■ **WHAT TO PRODUCE**: Gather every line in the items below that contains the word "distant", and list those lines.

++++++++++++++++++++

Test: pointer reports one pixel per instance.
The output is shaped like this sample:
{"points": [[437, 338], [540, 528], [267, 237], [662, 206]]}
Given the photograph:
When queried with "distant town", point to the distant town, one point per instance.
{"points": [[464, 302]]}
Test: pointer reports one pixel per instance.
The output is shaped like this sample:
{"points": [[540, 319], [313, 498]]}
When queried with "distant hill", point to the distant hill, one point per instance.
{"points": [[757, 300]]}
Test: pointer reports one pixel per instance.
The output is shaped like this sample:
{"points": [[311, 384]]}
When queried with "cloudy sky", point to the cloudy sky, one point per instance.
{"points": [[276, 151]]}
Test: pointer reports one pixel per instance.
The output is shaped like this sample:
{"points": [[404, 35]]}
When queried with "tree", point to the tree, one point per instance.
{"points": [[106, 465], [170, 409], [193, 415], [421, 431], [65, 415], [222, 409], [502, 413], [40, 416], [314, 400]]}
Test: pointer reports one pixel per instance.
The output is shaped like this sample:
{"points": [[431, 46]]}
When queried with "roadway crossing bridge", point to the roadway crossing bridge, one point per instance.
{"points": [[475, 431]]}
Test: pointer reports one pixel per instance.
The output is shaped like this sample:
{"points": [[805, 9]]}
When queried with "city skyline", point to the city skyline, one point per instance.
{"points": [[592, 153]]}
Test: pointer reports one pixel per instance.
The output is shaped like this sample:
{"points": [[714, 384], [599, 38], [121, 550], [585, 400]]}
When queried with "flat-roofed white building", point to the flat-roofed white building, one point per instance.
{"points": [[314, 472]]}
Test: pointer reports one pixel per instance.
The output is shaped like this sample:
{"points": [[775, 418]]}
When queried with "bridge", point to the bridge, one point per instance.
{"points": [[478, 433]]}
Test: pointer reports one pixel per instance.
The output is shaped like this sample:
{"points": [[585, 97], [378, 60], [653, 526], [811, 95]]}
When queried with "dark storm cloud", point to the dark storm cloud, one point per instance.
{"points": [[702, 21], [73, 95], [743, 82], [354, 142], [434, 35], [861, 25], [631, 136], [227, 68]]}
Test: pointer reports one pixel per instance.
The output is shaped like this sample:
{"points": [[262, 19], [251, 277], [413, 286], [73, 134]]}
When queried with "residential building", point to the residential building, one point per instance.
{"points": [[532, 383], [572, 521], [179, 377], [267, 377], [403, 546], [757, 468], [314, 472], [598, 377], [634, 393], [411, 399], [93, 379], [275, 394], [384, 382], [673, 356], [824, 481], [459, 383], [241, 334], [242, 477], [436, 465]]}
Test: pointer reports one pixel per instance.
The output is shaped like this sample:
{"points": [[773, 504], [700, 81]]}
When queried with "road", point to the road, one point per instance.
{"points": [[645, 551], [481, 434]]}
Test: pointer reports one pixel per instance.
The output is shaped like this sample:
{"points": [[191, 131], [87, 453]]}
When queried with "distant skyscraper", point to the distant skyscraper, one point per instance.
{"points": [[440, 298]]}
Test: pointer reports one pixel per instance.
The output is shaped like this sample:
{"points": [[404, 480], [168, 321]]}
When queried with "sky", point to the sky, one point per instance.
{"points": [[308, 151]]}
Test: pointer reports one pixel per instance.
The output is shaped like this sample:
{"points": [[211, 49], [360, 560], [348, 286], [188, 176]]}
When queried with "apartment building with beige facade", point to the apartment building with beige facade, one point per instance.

++++++++++++++++++++

■ **IN RESPONSE**:
When queried with "distant town", point to the distant town, one point per instance.
When queried with "distant hill", point to the distant hill, one point per instance.
When queried with "distant skyscraper", point to the distant skyscraper, one point per instance.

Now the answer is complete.